### Task requirements
1. Which four themes does the machine learning course description let students choose from?
2. Please continue the machine learning course description from its last sentence.

### Passage provided
* * *

Machine Learning for the Natural Sciences

Consent of Instructor is not required to register.

Machine Learning and AI have matured to incredibly useful levels in recent years, with quite remarkable results, observed regularly.

This class focuses on applications of ML to data from the Natural Sciences. This is the main distinction of this course.

All of the examples derive from the natural sciences, as opposed to many the ML tutorials that focus on business, Natural Language Processing (NLP), and other topics of less interest to those of us in the natural sciences.

Python is the programming language of choice for a large subset of modern scientific computing, and will be used exclusively in this course. Those who wish to pursue methodologies in R are welcome to pursue that line of inquiry, as well, and with the help of modern LLMs you could easily do all of the examples in R, if you prefer. But Python is useful for many other aspects of computing, so it is encouraged to acquire this skill. In addition, most work can be done using Orange on vlab.pdx.edu.

In this course we will go from beginning Machine Learning to fully developed models. Actual AI will be introduced later in the term, but due to the time constraints of the term it will be less emphasized, with only one exercise. Deep learning will be introduced, but no exercises will be done.

You have a choice of four different themes for this class: Rocks, Birds, Water, or Space. You will choose one of these paths, and then follow a series of exercises that manipulate, extract, visualize & model these data.

Weekly quizzes that you can take until achieving 100%, regular exercises using real natural sciences data, and taped screencasts showing how to do the actual work will be provided.

* * *

### Source information
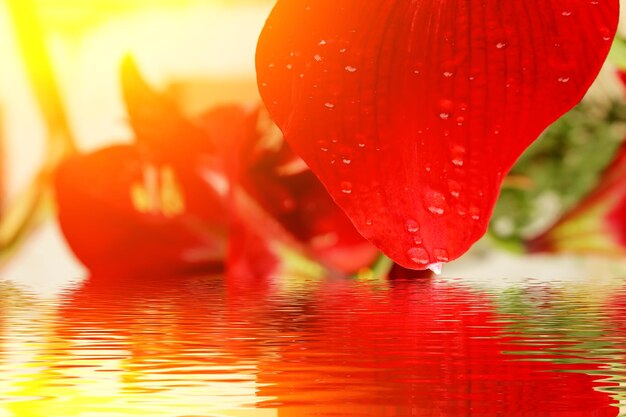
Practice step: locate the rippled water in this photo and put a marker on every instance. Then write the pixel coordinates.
(304, 347)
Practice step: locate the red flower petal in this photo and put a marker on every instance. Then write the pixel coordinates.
(411, 113)
(109, 231)
(160, 128)
(278, 181)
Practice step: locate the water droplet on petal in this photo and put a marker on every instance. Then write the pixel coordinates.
(441, 255)
(502, 45)
(436, 268)
(418, 255)
(436, 210)
(435, 202)
(412, 226)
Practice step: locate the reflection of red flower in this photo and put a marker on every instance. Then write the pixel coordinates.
(598, 223)
(411, 113)
(187, 195)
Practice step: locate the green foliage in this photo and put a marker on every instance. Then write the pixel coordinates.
(558, 170)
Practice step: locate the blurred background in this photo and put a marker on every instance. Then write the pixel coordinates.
(202, 53)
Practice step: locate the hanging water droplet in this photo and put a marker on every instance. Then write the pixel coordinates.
(412, 226)
(418, 255)
(441, 255)
(436, 268)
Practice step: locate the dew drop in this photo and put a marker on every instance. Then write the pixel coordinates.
(418, 255)
(436, 268)
(441, 255)
(606, 34)
(412, 226)
(455, 188)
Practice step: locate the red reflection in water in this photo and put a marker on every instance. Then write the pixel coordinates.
(341, 348)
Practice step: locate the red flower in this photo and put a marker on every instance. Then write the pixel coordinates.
(189, 196)
(411, 113)
(598, 223)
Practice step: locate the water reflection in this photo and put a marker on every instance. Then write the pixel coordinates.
(298, 347)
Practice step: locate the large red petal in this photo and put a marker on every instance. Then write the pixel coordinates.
(411, 113)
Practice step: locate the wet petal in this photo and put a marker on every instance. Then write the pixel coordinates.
(411, 113)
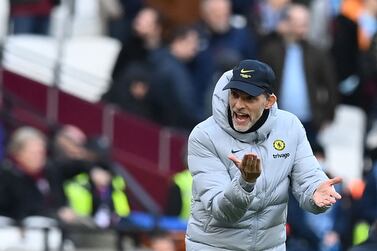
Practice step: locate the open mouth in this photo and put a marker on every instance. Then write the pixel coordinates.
(241, 118)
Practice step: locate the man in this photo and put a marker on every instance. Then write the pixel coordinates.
(305, 79)
(243, 159)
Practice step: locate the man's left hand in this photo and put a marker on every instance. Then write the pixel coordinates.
(325, 195)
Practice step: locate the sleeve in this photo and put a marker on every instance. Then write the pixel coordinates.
(306, 174)
(224, 198)
(174, 204)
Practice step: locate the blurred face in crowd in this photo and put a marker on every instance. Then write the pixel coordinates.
(162, 244)
(70, 142)
(277, 4)
(245, 109)
(146, 23)
(139, 89)
(187, 46)
(216, 13)
(32, 155)
(297, 22)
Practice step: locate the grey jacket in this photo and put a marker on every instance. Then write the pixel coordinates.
(224, 215)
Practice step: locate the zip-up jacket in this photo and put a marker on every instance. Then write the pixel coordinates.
(226, 212)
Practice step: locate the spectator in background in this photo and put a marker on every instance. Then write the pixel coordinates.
(175, 86)
(144, 40)
(120, 26)
(134, 91)
(162, 241)
(28, 185)
(267, 15)
(305, 80)
(353, 31)
(219, 38)
(31, 16)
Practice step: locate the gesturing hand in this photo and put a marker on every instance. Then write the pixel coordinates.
(249, 166)
(325, 195)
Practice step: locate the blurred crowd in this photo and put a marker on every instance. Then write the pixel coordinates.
(322, 51)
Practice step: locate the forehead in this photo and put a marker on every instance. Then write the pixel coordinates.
(240, 93)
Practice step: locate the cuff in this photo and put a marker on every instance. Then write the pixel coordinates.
(247, 186)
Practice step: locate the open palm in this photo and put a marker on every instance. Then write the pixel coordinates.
(325, 195)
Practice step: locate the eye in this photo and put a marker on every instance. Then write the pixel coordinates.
(251, 98)
(234, 94)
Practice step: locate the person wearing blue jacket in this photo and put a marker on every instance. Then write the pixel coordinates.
(243, 159)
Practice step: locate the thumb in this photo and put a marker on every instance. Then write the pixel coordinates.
(235, 160)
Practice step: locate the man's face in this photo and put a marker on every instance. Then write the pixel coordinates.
(245, 109)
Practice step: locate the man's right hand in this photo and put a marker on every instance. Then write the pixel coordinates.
(250, 166)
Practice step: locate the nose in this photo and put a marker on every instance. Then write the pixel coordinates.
(239, 104)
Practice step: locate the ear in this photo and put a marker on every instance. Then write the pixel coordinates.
(270, 101)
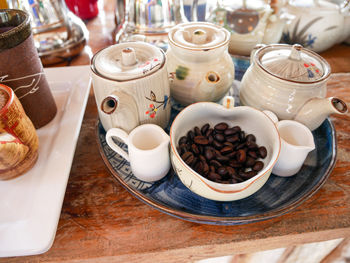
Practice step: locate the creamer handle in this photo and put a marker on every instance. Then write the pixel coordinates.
(254, 50)
(119, 133)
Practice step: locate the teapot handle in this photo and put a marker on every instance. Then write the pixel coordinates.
(254, 50)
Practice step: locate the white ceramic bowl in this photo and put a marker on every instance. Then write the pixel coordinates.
(251, 121)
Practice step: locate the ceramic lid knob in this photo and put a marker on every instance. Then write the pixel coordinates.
(293, 63)
(199, 36)
(128, 60)
(128, 56)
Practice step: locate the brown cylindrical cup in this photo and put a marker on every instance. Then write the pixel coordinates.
(21, 68)
(18, 139)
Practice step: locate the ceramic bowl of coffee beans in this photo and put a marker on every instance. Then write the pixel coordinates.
(223, 154)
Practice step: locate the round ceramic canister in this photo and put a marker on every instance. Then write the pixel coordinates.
(131, 85)
(21, 68)
(199, 62)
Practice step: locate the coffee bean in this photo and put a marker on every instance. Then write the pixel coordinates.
(188, 157)
(219, 137)
(215, 163)
(241, 156)
(190, 136)
(258, 166)
(241, 146)
(251, 145)
(221, 126)
(230, 131)
(241, 135)
(262, 152)
(197, 131)
(210, 139)
(235, 164)
(205, 128)
(222, 171)
(209, 132)
(195, 149)
(223, 154)
(226, 150)
(222, 158)
(209, 154)
(250, 137)
(202, 158)
(183, 140)
(232, 138)
(231, 155)
(228, 144)
(230, 171)
(201, 140)
(250, 161)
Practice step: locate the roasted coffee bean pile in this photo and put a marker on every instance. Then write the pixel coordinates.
(222, 154)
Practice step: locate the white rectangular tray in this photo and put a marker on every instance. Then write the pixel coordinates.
(30, 205)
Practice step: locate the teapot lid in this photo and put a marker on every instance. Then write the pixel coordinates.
(126, 61)
(198, 36)
(293, 63)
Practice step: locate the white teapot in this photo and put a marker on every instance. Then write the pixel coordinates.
(317, 24)
(290, 81)
(199, 63)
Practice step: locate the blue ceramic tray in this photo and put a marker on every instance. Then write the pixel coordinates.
(278, 196)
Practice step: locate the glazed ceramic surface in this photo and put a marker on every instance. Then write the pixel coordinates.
(199, 63)
(283, 78)
(317, 24)
(278, 196)
(131, 86)
(251, 121)
(250, 23)
(296, 143)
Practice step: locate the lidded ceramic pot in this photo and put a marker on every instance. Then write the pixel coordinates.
(131, 85)
(199, 63)
(291, 82)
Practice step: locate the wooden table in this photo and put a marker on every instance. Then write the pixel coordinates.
(101, 222)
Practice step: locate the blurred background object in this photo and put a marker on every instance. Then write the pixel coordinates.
(58, 34)
(149, 21)
(85, 9)
(317, 24)
(250, 22)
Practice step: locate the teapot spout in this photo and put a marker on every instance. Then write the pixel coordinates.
(316, 110)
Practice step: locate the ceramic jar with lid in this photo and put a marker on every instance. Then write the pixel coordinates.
(199, 63)
(131, 85)
(290, 81)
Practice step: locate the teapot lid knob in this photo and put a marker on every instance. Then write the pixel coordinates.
(295, 52)
(128, 56)
(199, 36)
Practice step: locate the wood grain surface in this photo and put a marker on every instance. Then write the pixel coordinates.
(101, 222)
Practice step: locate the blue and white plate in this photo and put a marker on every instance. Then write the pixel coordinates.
(278, 196)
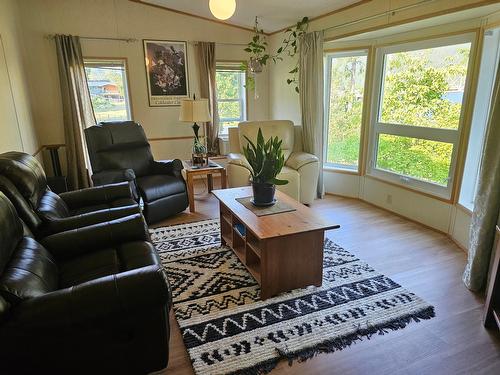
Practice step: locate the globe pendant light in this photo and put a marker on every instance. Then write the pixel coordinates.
(222, 9)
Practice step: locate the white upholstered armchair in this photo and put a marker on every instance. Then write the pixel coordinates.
(301, 169)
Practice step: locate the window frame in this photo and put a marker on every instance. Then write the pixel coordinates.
(243, 93)
(126, 83)
(377, 127)
(328, 57)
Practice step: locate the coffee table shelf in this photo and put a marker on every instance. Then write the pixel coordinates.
(282, 251)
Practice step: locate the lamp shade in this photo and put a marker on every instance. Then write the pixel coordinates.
(194, 110)
(222, 9)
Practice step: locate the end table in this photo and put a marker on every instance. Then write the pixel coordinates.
(192, 171)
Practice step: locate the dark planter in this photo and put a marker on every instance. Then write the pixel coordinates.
(263, 193)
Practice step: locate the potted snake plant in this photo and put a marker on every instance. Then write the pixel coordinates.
(266, 160)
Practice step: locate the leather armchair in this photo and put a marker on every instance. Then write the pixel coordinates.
(119, 151)
(23, 181)
(90, 300)
(301, 169)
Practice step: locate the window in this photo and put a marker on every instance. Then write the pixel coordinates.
(419, 89)
(107, 82)
(231, 95)
(345, 86)
(487, 74)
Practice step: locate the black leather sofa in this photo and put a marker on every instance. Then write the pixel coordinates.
(23, 181)
(119, 151)
(93, 300)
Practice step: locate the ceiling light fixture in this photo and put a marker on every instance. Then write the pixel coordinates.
(222, 9)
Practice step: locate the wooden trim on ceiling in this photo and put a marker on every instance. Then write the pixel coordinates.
(347, 7)
(414, 19)
(194, 15)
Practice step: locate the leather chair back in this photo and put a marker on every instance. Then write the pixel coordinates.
(119, 145)
(27, 270)
(26, 174)
(283, 129)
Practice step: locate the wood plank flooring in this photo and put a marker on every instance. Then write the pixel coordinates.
(422, 260)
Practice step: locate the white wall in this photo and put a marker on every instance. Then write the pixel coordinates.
(16, 125)
(121, 19)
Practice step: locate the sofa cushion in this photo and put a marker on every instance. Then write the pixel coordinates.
(89, 267)
(126, 257)
(52, 207)
(158, 186)
(31, 272)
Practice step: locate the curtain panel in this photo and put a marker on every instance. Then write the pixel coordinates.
(205, 56)
(487, 203)
(311, 98)
(77, 108)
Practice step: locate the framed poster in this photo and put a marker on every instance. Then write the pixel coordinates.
(166, 72)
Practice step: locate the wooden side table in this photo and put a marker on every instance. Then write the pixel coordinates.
(191, 172)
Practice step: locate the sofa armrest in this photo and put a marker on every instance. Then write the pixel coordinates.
(69, 244)
(113, 176)
(90, 218)
(298, 159)
(96, 195)
(104, 298)
(171, 167)
(239, 159)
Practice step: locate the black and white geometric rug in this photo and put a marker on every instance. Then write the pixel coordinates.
(228, 329)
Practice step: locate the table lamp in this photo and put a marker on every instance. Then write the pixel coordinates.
(193, 111)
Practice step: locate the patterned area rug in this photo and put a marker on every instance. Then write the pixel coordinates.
(227, 328)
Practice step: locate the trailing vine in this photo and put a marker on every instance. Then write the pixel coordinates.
(257, 47)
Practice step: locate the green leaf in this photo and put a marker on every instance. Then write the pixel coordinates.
(279, 182)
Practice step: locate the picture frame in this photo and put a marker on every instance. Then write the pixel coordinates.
(166, 72)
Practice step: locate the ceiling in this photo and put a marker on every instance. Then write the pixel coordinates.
(273, 15)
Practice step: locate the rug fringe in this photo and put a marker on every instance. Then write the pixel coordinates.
(339, 343)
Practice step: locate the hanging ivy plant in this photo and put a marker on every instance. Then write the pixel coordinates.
(257, 48)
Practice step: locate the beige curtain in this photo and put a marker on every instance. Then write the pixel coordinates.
(487, 202)
(311, 97)
(77, 108)
(205, 56)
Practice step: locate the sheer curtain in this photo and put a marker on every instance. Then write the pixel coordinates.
(205, 56)
(311, 97)
(77, 108)
(487, 204)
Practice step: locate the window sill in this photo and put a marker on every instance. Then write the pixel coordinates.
(412, 189)
(333, 169)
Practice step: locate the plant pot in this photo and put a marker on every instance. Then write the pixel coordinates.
(255, 65)
(263, 193)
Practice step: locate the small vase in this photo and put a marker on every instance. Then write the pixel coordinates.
(263, 194)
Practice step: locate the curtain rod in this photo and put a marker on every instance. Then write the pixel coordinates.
(127, 40)
(378, 15)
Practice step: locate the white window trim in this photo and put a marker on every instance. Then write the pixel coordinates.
(329, 56)
(231, 66)
(123, 62)
(434, 134)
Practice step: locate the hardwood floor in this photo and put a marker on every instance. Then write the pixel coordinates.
(426, 262)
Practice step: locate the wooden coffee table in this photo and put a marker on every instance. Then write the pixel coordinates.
(283, 251)
(208, 171)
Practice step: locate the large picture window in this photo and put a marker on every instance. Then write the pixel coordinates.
(108, 86)
(417, 110)
(231, 95)
(345, 85)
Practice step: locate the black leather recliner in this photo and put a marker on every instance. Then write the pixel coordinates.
(23, 181)
(119, 151)
(90, 300)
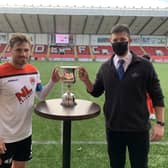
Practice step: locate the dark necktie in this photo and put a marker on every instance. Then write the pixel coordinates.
(120, 69)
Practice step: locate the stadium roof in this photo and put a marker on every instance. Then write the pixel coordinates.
(82, 20)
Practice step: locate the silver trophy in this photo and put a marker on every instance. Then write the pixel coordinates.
(68, 78)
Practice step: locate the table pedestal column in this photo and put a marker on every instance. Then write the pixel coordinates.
(66, 143)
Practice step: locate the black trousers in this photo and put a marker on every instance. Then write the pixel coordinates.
(137, 144)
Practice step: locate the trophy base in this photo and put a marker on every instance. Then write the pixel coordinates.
(68, 100)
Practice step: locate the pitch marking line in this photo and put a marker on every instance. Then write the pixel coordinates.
(88, 142)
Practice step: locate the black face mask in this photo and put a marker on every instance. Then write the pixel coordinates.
(120, 48)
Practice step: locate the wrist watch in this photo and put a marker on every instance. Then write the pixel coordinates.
(161, 123)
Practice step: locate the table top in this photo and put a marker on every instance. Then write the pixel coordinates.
(53, 109)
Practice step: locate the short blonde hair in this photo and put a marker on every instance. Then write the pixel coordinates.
(19, 38)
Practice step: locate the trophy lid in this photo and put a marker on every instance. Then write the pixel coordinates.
(69, 74)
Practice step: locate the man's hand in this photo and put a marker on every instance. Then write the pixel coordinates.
(55, 75)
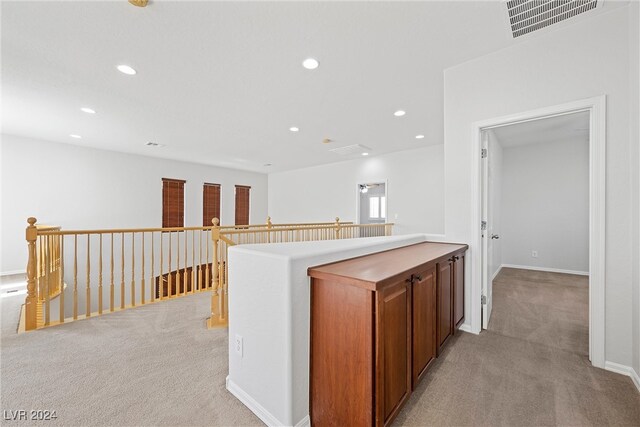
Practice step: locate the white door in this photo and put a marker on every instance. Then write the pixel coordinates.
(487, 246)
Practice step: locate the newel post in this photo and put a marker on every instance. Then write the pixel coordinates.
(31, 301)
(269, 226)
(215, 294)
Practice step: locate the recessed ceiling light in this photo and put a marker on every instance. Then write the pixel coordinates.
(126, 69)
(310, 63)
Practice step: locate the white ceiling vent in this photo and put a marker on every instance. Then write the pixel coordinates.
(351, 149)
(526, 16)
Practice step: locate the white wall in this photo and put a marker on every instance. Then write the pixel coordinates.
(579, 61)
(495, 221)
(414, 190)
(545, 205)
(80, 188)
(634, 78)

* * *

### Task-by-task answers
1. Rocks, Birds, Water, or Space.

2.
We will also use an open source GUI for data science called Orange, which also has Python versions of the code.

This course is also ideal for graduate students hoping to make progress with your own data. A separate plan can be created that will allow you to use your own data, instead of the course data sets.

This class will be taught fully online for the second time in Spring 2025. The inaugural edition was in 2024, and the class has improved based on feedback from that experience.

Syllabus: ML4NatSci
Prerequisite: You need to know some Python in order to manipulate the code. Knowledge of variable types, loops, and being able to understand configuration parameters is essential. If you have previous experience in another language, such as R or JavaScript, this should come easily.

If you need to get up to speed quickly on Python, there are thousands of resources available, here are some that I have compiled for you:

from NASA: ARSET Python Course
Geoscience focused: https://www.fatiando.org/learn/index.html#learn

We will also be using an open source point-and-click machine learning tool called Orange Data Mining, feel free to download and play with it and watch the videos... It's installed on the Vlab, as well.